* _Task directions_: Can you duplicate, word for word, the part of the Breaking Bad finale comments that opens with the words containing "I agree with" and closes with "evil he's done."?

* _Selected passage_:

Oops. Forgot the link: http://www.newyorker.com/online/blogs/culture/2013/09/breaking-bad-finale-reviewed.html

I'll have to wait till later to read that article, but I must say the idea of the show ending with Walt freezing to death is excellent. But I would have been extremely disappointed if some degree of justice hadn't been done, especially on Todd & family.

I agree with you and the New Yorker writer that the whole last episode is implausible, extremely so in some particulars. That thought kept pushing its way into my mind even while I was watching it, but I resolutely pushed it back, because I so very much wanted something like what happened. Does that distort the moral and aesthetic quality of the series? The latter, maybe, but not so much the former in my mind, since justice is so essential a part of it. Walt's ending is more Lear than Macbeth, but I didn't see it as even remotely compensating for the evil he's done.

* _Recorded data_:
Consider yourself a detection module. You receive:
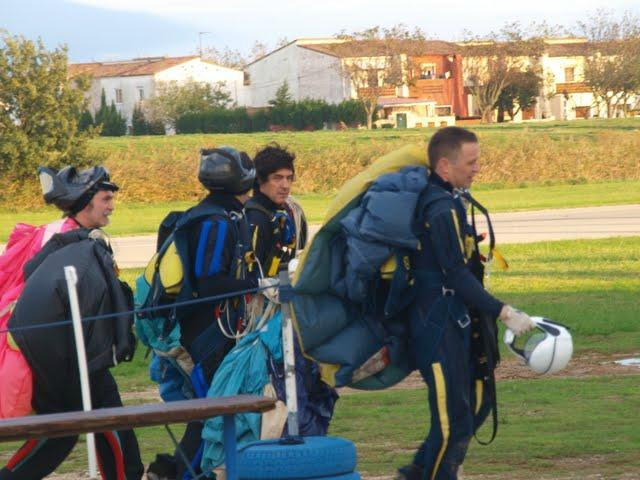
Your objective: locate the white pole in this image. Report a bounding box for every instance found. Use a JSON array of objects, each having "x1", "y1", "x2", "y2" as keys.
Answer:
[
  {"x1": 280, "y1": 271, "x2": 299, "y2": 437},
  {"x1": 64, "y1": 266, "x2": 98, "y2": 479}
]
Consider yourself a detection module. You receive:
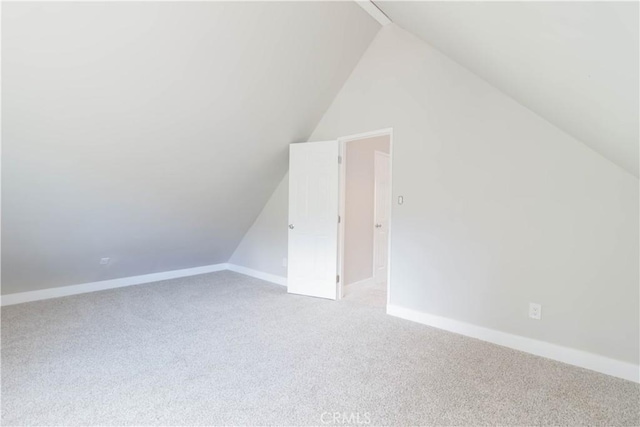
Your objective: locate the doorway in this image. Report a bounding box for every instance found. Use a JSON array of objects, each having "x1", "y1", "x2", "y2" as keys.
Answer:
[
  {"x1": 287, "y1": 129, "x2": 393, "y2": 306},
  {"x1": 338, "y1": 130, "x2": 391, "y2": 307}
]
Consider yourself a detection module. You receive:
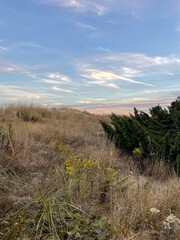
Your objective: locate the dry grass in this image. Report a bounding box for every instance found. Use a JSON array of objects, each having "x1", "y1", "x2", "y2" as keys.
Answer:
[{"x1": 0, "y1": 106, "x2": 180, "y2": 240}]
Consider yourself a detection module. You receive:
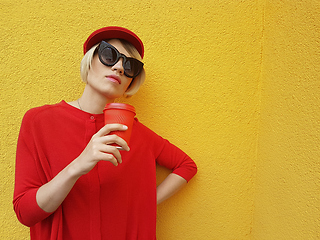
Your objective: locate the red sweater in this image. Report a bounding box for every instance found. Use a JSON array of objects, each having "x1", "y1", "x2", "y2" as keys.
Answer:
[{"x1": 13, "y1": 101, "x2": 197, "y2": 240}]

* _Result_:
I agree with you and the New Yorker writer that the whole last episode is implausible, extremely so in some particulars. That thought kept pushing its way into my mind even while I was watching it, but I resolutely pushed it back, because I so very much wanted something like what happened. Does that distort the moral and aesthetic quality of the series? The latter, maybe, but not so much the former in my mind, since justice is so essential a part of it. Walt's ending is more Lear than Macbeth, but I didn't see it as even remotely compensating for the evil he's done.